* [WHAT THE TASK REQUIRES]:
Please rescale the x and y coordinates in the answers of all the items below by multiplying each one by 1.35 and rounding to whole numbers, with halves rounding up. Rewrite every line with the requests included, and keep the request text unchanged.

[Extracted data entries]
* * *

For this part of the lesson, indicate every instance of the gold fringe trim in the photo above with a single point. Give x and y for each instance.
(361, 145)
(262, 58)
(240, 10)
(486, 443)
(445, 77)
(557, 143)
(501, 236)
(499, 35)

* * *

* [EXERCISE OUTPUT]:
For this part of the lesson, indicate every instance of the gold fringe trim in the photo above with a single point. Give x and y for each instance.
(487, 196)
(354, 78)
(324, 14)
(656, 598)
(601, 104)
(752, 193)
(676, 319)
(674, 47)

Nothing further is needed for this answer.